- Opening Delimiter -

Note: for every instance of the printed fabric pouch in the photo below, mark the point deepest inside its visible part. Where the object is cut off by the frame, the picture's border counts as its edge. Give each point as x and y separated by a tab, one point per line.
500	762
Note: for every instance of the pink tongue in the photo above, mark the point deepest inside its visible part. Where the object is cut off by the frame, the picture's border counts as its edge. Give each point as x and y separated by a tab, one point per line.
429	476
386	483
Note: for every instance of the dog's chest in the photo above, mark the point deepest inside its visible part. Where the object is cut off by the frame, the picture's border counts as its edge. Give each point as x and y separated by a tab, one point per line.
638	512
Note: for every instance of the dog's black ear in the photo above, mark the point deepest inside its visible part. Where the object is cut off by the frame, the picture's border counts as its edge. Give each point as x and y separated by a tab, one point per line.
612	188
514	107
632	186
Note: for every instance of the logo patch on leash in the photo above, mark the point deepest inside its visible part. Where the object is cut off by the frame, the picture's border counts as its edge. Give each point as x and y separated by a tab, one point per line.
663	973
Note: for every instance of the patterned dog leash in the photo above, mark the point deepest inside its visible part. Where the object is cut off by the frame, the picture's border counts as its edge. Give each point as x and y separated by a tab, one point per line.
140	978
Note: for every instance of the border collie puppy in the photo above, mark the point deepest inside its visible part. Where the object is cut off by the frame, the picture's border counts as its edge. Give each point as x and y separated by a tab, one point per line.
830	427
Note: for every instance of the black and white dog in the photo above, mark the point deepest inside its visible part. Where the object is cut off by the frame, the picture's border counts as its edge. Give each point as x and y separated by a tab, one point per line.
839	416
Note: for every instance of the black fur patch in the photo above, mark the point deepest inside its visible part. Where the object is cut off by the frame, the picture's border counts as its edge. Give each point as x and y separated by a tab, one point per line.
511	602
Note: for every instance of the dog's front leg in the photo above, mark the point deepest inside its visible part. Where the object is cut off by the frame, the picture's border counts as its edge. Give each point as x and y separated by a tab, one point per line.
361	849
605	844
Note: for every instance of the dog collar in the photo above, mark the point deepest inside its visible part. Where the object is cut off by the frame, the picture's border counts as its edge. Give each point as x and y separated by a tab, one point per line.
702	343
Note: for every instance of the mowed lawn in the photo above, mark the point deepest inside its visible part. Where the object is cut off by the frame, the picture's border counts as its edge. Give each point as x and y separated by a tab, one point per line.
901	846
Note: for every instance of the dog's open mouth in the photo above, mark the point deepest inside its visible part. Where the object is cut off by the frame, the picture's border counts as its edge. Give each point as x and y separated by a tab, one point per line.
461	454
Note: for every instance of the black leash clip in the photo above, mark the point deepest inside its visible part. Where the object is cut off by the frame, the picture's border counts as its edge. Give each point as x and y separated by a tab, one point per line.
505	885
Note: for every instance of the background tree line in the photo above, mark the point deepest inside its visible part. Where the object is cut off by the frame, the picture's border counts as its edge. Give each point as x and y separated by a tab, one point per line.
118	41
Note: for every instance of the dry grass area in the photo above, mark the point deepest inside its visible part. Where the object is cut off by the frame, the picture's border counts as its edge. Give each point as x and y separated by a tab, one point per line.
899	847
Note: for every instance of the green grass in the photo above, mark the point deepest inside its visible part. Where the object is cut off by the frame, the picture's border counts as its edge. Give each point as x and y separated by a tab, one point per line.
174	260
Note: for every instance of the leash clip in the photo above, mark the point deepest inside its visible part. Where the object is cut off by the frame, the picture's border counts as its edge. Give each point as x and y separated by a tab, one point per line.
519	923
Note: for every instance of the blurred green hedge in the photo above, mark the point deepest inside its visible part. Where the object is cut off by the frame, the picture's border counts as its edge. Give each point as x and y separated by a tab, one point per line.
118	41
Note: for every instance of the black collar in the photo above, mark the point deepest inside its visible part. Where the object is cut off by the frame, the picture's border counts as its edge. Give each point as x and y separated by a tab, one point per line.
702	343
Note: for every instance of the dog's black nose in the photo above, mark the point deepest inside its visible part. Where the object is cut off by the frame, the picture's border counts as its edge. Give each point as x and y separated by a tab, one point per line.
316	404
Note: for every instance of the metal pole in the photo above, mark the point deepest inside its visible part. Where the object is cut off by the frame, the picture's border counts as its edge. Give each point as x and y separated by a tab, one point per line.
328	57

- Closing Delimiter -

§ **Aim of the exercise**
Print nothing but the lines from the one containing "Note: for every instance of the leash" through the end of the listing above, exactly as written.

§ **Exercise output**
Note: for every instance of the leash clip in the photo above, mark the point deepest inside its visible part. Where the object is cut off by the frame, the picture's border counts as its edge. Give each point as x and y separated by a tab, one point per line.
519	923
Note: for every instance of the blurred green hedge in the photo above, mark the point deepest inside its visible part. Where the object is cut off by the frame, the picture's border counts as its edge. Give each point as x and y separated by a tab, one point per line.
118	41
Note: for every instance of the black collar in the photo above, mark the point deepest inside its visible part. Where the object is cut off by the frame, the picture's border counts as its edge. Give each point as x and y separated by a tab, one point per line.
702	343
Note: for every instance of the dog's black nose in the photo above, mark the point deepest inside its visible part. Where the object is cut off by the frame, the picture's border counts as its edge. Give each point as x and y separated by a tab, one point per line.
316	404
Note: for every instance of the metal pole in the photo above, mark the point deepest inside its visible part. Where the object is cut off by the frame, the picture's border counts as its edge. Give each point as x and y separated by a tab, one point per line.
328	57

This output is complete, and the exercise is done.